What is asked: All of the records below should be output exactly.
-.-.-
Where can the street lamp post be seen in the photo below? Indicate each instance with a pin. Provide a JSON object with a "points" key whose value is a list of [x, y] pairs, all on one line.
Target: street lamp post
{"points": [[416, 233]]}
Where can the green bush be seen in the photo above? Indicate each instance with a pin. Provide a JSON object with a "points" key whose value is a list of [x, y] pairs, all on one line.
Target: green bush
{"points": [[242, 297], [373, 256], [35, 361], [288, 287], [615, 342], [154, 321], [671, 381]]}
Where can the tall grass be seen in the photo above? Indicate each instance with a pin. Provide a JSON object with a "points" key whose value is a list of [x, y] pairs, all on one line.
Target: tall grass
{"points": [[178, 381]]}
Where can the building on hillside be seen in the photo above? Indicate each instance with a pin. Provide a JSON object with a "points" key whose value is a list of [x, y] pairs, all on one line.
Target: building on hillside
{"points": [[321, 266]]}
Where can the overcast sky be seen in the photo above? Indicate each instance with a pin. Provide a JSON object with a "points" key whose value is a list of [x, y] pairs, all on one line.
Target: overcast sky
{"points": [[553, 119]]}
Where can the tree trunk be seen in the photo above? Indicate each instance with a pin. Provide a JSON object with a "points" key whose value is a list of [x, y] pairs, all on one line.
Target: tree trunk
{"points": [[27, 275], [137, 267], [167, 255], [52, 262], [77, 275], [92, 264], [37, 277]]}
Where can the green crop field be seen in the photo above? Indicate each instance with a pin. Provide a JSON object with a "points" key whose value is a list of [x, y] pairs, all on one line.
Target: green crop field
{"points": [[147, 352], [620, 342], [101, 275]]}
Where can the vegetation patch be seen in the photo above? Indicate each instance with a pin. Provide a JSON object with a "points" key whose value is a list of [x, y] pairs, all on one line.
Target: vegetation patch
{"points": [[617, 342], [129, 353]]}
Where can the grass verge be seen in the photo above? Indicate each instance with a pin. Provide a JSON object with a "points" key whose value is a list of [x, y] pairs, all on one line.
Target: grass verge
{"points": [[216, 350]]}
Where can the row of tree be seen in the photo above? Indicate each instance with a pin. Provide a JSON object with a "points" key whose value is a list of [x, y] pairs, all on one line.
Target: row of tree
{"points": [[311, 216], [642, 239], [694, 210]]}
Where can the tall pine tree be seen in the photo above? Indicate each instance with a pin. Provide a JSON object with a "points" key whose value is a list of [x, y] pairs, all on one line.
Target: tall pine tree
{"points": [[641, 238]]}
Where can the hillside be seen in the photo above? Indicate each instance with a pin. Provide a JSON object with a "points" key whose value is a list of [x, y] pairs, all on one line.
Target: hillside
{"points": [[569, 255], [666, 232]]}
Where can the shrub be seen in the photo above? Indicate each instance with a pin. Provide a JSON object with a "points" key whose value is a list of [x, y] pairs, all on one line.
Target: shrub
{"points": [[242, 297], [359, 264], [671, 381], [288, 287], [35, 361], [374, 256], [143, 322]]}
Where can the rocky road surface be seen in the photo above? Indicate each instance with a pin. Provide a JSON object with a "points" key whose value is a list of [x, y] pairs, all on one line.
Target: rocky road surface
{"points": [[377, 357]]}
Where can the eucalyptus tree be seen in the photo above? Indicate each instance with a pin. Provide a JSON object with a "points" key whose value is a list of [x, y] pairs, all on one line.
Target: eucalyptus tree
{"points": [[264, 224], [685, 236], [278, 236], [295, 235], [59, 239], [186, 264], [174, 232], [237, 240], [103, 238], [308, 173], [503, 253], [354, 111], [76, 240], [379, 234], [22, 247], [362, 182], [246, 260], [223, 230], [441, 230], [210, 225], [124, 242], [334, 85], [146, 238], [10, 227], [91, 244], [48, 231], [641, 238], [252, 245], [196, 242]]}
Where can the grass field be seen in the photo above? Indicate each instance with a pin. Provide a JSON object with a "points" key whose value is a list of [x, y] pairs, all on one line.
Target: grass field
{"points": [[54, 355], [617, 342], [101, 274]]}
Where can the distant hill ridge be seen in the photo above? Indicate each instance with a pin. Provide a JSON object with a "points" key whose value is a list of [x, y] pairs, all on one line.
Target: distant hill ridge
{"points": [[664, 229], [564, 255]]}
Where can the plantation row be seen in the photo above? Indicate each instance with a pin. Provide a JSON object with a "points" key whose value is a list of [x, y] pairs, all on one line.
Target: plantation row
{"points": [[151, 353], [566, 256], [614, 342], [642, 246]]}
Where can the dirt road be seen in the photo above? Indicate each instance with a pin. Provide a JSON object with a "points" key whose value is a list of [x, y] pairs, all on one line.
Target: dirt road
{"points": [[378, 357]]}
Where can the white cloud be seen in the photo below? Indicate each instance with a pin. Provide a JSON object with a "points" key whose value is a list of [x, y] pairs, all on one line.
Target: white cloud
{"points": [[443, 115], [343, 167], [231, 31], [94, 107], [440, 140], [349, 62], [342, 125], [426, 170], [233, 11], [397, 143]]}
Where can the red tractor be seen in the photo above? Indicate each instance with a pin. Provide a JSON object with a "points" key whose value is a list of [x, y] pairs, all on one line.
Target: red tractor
-.-.-
The answer:
Where can the street lamp post be seen in the photo below? Indicate each instance with a pin. Provide a JSON object with a "points" key whose value is a list of [x, y] pairs, all on one line.
Target: street lamp post
{"points": [[416, 233]]}
Where can the green bush be seen in the photo above? Indicate each instance with a pin. Provide a JSON object with a "points" key whose value is a list of [x, y] pairs, all on one line.
Target: green bush
{"points": [[242, 297], [373, 256], [35, 361], [288, 287], [615, 342], [154, 321], [671, 381]]}
Where can the tall grass be seen in the photo above? Indicate each instance with a pin. Provide a JSON object with a "points" key whose value is a list of [x, y] pairs, all on one line.
Target: tall grass
{"points": [[178, 381]]}
Where can the building on hillside be seen in the photo above? Indicate each instance with a pin. Provide a JSON object with a "points" key whose value is a list of [x, y] pairs, all on one line.
Target: building on hillside
{"points": [[321, 266]]}
Where can the overcast sky be seen in the photo above? Indicate each instance with a pin. Provide a JSON object with a "points" key whose value is a list of [x, y] pairs, all on one line.
Target: overcast sky
{"points": [[553, 119]]}
Where can the tree trunk be seen in the photo above? Indicate each instance with a pin. Provide a JSON object with a "points" key whose value is a list of [x, y] pairs, all on one line.
Target: tree trunk
{"points": [[27, 275], [137, 267], [167, 255], [52, 262], [77, 275], [92, 264], [37, 277]]}
Where can the green crop field be seen in the photo above? Indicate each instance with a pin. Provide a JSON object with a "points" key whose value is a list of [x, y] pairs, all on one line.
Target: green crop field
{"points": [[147, 352], [620, 342], [101, 275]]}
Where can the vegetation patch be seen in the photo above? Indicate each instance with a pin. Provide a JSON object with a "points" key whose value is a list of [x, y] pairs, all on one line.
Target: vegetation patch
{"points": [[617, 342], [129, 353]]}
Where can the grass verge be seen in the photo above? Indicate each instance with a pin. Provide a JSON object with a "points" key whose value is a list of [x, y] pairs, all on one line.
Target: grass verge
{"points": [[216, 350]]}
Where can the row of tree be seen in the photo above? Indicate each instance with a pin. Provide a JSON object with a "points" key whose value is a list of [x, y] pairs, all on one line.
Target: row of tree
{"points": [[311, 216], [642, 239], [694, 210]]}
Where can the tall pine tree be seen in the photo above? Indicate each instance with a pin. Provide a JSON object with a "points" key whose value is a list of [x, y] pairs, all on one line.
Target: tall pine tree
{"points": [[641, 238]]}
Where can the hillside be seen in the photo above? Indicate each instance with a pin. Provide a JSON object with a "points" key whose value is a list of [x, y] pairs, all on one line.
Target: hillside
{"points": [[569, 255], [666, 232]]}
Where can the shrub be seen in the photo above? Indicate each instance with a pin. Provide a JSON object with a "points" key whose value is a list of [x, y] pairs, all on one line.
Target: shrub
{"points": [[242, 297], [359, 264], [671, 381], [288, 287], [35, 361], [374, 256], [143, 322]]}
Where can the rocky road surface be seen in the photo above? Indicate each instance with a pin. Provide a JSON object with a "points" key whose value is a list of [x, y] pairs, all on one line.
Target: rocky road surface
{"points": [[377, 357]]}
Where can the eucalyptus tree be seen in the photo above? Indicate each instance with a pin. Provide a JSON object with a "points" key whose value is a list of [x, y] pairs, all on one line.
Target: eucalyptus tree
{"points": [[264, 224], [685, 236], [278, 236], [295, 235], [59, 239], [186, 264], [174, 232], [237, 240], [103, 238], [308, 173], [503, 253], [354, 111], [76, 240], [379, 234], [22, 247], [362, 182], [246, 260], [223, 230], [441, 230], [210, 225], [124, 242], [334, 85], [146, 238], [10, 227], [91, 244], [48, 231], [641, 238], [252, 245], [196, 242]]}
Where can the grass field be seen in the photo above? Indicate each instance with a pin. Provide a JSON object with a "points" key whose value is a list of [x, y] pairs, all on one line.
Target: grass field
{"points": [[54, 355], [617, 342], [101, 274]]}
Where can the distant hill ridge be seen in the photo above? Indicate each instance with a pin. Provide a JSON object with a "points" key whose value is a list of [x, y] pairs, all on one line.
Target: distant hill ridge
{"points": [[664, 229], [564, 255]]}
Where can the plantation row be seen in the photo above? Indicate each instance with a pin. Provide a JSON object with a "points" key whose value is a list of [x, y] pairs, all on one line.
Target: plantation row
{"points": [[151, 353], [566, 256], [614, 342], [642, 246]]}
Where can the dirt road be seen in the photo above? Indicate each instance with a pin. Provide a JSON object with a "points" key whose value is a list of [x, y] pairs, all on one line.
Target: dirt road
{"points": [[378, 357]]}
Where can the white cloud be seen in the photo below? Indicate each instance with a pin. Provide a JSON object with a "points" key whose value is a list of [x, y] pairs, all on one line.
Target: white cloud
{"points": [[443, 115], [343, 167], [231, 31], [94, 107], [440, 140], [349, 62], [342, 125], [426, 170], [233, 11], [397, 143]]}
Where can the red tractor be seen in the photo above? Indicate each instance with a pin. Provide a JSON object with a "points" key whose value is a list of [x, y] pairs, all on one line.
Target: red tractor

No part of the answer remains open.